Passage provided Start Marker
Lincoln residents are still waiting

Lincoln Mansions residents appeal to the Legislative Yuan yesterday for aid in reconstruction work. It has been more than two years since Typhoon Herb caused a mudslide that destroyed Lincoln Mansions, killing 28 people. PHOTO: GEORGE TSORNG,

The Legislative Yuan has again heard about the plight of residents of Lincoln Mansions, but those still forced by heavy loans to live in dangerous apartments say nothing concrete has been done
By Yu Sen-lun

On just second day of the new legislative session, a group of lawmakers said the time has come to resolve the compensation issue for residents of the disaster-stricken Lincoln Mansions in Hsih-chi, Taipei County. Some 200 apartments collapsed in a landslide at the development two years ago, killing 28 residents.
Those in charge of the compensation issue came under fire once again from both residents and legislators. They urged the government come up with alternative measures to solve problems left in the wake of the tragedy. They want a budget created to buy back the apartments so that the residents -- many of whom are still paying hefty mortgages -- can finally move out.
Yesterday was the third time the legislature has held such a forum in the last 13 months. Last October, a meeting hosted by by DPP lawmaker Fan Shun-lu (范巽綠) reached the same conclusions. This time, it was KMT lawmaker Chou Hsi-wei's (周錫瑋) turn.
"We hope it's the last time a forum is held about this," he said.
Passage provided End Marker
Given data Start Marker
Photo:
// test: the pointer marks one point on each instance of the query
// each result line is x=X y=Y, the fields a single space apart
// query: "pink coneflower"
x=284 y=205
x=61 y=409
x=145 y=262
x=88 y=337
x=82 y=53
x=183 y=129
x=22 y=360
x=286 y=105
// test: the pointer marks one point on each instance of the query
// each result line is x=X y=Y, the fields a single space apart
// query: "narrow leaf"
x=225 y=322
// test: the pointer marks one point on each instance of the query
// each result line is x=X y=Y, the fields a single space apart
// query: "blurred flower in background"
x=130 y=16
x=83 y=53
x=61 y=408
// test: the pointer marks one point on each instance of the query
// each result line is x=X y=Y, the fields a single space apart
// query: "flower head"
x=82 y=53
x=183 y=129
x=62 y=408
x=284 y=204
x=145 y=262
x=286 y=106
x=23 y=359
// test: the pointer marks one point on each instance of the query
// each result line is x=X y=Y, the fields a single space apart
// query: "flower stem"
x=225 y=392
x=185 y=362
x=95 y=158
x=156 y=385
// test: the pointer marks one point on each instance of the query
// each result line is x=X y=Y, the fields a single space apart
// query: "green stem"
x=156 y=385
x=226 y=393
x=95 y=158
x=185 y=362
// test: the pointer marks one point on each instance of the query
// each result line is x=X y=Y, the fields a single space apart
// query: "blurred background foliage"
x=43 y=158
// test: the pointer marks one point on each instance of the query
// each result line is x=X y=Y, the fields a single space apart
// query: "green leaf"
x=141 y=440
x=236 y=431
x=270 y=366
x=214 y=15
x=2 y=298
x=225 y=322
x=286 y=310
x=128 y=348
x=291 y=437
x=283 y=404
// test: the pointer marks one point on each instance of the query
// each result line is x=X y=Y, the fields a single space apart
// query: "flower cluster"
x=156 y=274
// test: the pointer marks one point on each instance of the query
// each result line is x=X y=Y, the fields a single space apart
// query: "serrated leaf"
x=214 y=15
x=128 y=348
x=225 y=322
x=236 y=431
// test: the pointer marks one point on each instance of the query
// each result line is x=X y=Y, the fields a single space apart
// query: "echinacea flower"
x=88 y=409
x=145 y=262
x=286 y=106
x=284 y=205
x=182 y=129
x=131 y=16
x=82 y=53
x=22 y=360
Given data End Marker
**Task requirements**
a) Answer each question from the Lincoln Mansions article, one per line:
(i) How many people were killed in the landslide at Lincoln Mansions?
(ii) What typhoon caused the mudslide that destroyed the development?
(iii) Who hosted the forum held last October?
b) Write a continuation of the Lincoln Mansions article, starting right after its final sentence.

**Results in order**
a)
(i) 28 people
(ii) Typhoon Herb
(iii) DPP lawmaker Fan Shun-lu (范巽綠)

b)
With no legal basis for the government buy-out, however, officials merely said they would take suggestions for further consideration. Over 100 residents attended the forum to plead for a way out of their predicament.
As in previous meetings, they told the lawmakers of both the obvious dangers and illegal status of their buildings. Most of them said they were tired of negotiation.
"I'm not supposed to be here. I'm supposed to work like a normal person to help patients in the hospital where I am employed," said a resident, who had been taking days off to join the forums.
Chen Rei-jen (陳瑞仁), a prosecutor in charge of the Lincoln Mansions case, said he had suggested a plan 10 months ago, but received no response.
"I am now proposing the idea again," he said. "The government should buy up the dangerous buildings and make it a training center for judicial officials."
KMT legislator Lee Chin-an (李慶安) blamed the government for incompetently dealing with the problem.
She said low-level officials were being made scapegoats for the government's blunders while residents were still being neglected.
"How many homes can a citizen afford in one lifetime?" she said.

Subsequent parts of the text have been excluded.